“Company Towns are considered manifestations, both tangible and intangible, of the modern age and its implications for lifestyles”.
(Fontana, 2008)
The Company Towns appeared between 1830 and 1930 during the early industrial age with “a settlement build and operated by a single business enterprise” where “virtually everything […] including houses, store, school, and even the Chapel, was subordinate to the business enterprise” (Garner, 1992). The Company Towns sought to enable the habitability of industrial cities during the modern movement building corporate welfare policy around the concept of efficiency and hierarchization of the modern city.
Nowadays, we could classify these cities into three groups:
- The company towns that were barely conceived and planned, and not built;
- The company towns that were built, but no longer exist today or in a state of ruin;
- The company towns that are built and currently preserve their initial activities, often with well-maintained buildings.
(Giroletti, 2019)

**Record excerpts**

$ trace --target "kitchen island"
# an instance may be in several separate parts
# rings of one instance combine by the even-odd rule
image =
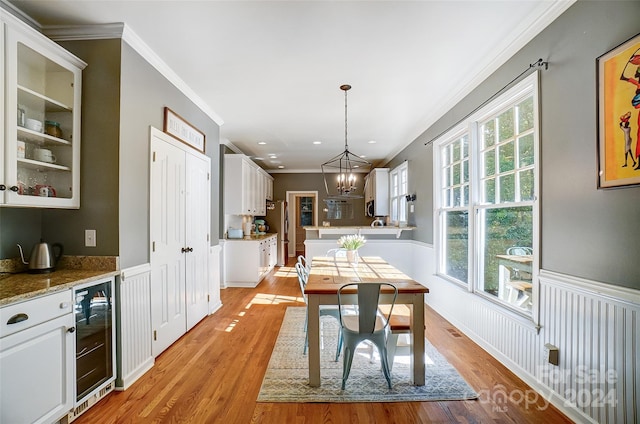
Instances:
[[[372,227],[370,225],[363,226],[306,226],[304,227],[307,232],[307,239],[319,238],[321,239],[325,235],[338,235],[343,236],[346,234],[359,234],[359,235],[372,235],[372,236],[388,236],[393,235],[395,238],[400,238],[403,231],[412,231],[416,227],[394,227],[394,226],[379,226]]]

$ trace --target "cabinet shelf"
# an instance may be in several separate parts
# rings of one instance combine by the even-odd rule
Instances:
[[[42,146],[71,146],[71,142],[49,134],[39,133],[28,128],[18,127],[18,139]]]
[[[42,101],[44,102],[44,110],[45,112],[73,112],[73,108],[71,106],[65,105],[63,103],[58,102],[57,100],[51,99],[47,96],[44,96],[30,88],[24,87],[22,85],[18,85],[18,94],[26,94],[27,98],[29,96],[34,97],[35,99],[31,99],[32,101]],[[25,102],[29,100],[25,99]]]
[[[33,159],[18,158],[18,163],[24,168],[33,169],[36,171],[71,171],[71,168],[69,168],[68,166],[56,165],[55,163],[40,162]]]

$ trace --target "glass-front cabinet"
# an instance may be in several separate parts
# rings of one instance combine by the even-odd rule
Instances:
[[[4,152],[0,204],[80,207],[84,62],[3,15]]]

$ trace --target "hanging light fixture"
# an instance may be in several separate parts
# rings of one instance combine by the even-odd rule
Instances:
[[[329,198],[362,198],[364,175],[371,170],[371,163],[349,151],[347,141],[347,91],[351,86],[344,84],[344,152],[322,164],[324,186]],[[358,178],[357,174],[360,174]],[[358,181],[360,180],[360,181]]]

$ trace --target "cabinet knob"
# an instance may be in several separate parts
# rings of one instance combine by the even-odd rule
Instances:
[[[8,325],[17,324],[19,322],[26,321],[28,319],[29,319],[29,315],[27,315],[27,314],[23,314],[23,313],[15,314],[11,318],[9,318],[9,320],[7,321],[7,324]]]

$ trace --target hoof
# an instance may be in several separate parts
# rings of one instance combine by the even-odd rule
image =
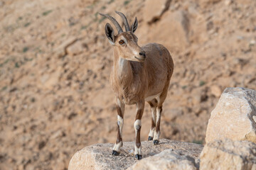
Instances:
[[[153,140],[153,143],[154,145],[159,144],[159,140]]]
[[[149,137],[149,139],[148,139],[149,141],[152,140],[153,140],[153,137]]]
[[[139,160],[139,159],[142,159],[142,156],[140,155],[140,154],[136,154],[136,155],[135,155],[135,158],[136,158],[137,159]]]
[[[120,153],[118,153],[117,152],[116,152],[115,150],[113,150],[112,152],[112,155],[114,156],[118,156],[119,155]]]

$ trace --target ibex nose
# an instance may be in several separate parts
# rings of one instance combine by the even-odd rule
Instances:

**Exercise tasks**
(1) Please return the stretch of the company towns passage from "Nowadays, we could" through "(Giroletti, 2019)".
(2) According to the company towns passage, between which years did company towns appear?
(3) Continue the company towns passage from where it ends.
The lines have nothing to do with the company towns passage.

**Per-task outputs**
(1)
Nowadays, we could classify these cities into three groups:
- The company towns that were barely conceived and planned, and not built;
- The company towns that were built, but no longer exist today or in a state of ruin;
- The company towns that are built and currently preserve their initial activities, often with well-maintained buildings.
(Giroletti, 2019)

(2) Between 1830 and 1930.

(3)
These cities were designed to meet the housing demand of a given industry, in a model of corporate welfare and the concept of efficiency, control and hierarchy of the modern city. As strong points, we can consider that these city-factories were an essay of social improvement of the modern era, facing the urban problems of the first Industrial Revolution. I believe that these cities are a true testimony of modern times and deserve to be visited.
1 – Crespi D’adda, Lombardy (WHL, 2005)
Between Milan and Bergamo, in Lombardy, on the banks of the Adda River, the city of Crespi D’Adda. Considered a UNESCO World Heritage Site since 2005, the Crespi D’Adda Company Town is undoubtedly an evidence of the industrial power in Italy.
On the vogue of scientific positivist ideas, the Crespi Family founded in 1878 the cotton spinning, weaving and finishing factory. Seeking to make along the Adda riverside an ideal village for cotton processing, the Crespi family planned a whole complex built on a functional system, with the quality worker’s dwelling as one of the premises to give them healthy and comfortable housing. They provided also the school, the church and the sports centre, to stimulate community life.
When we talk about paternalism, without demonizing what has really been, I believe that the way of managing this complex has been really remarkable and moreover, for the solutions adopted, the control adopted has worked with the microcosm that, according to the testimonies, has always favored and given dignity to the workers.
In Crespi D’Adda I had the sense of a fantasy city. A city that stopped in time, and still preserves its structures as a hundred years ago.
2 – Ivrea, Piedmont (WHL, 2018)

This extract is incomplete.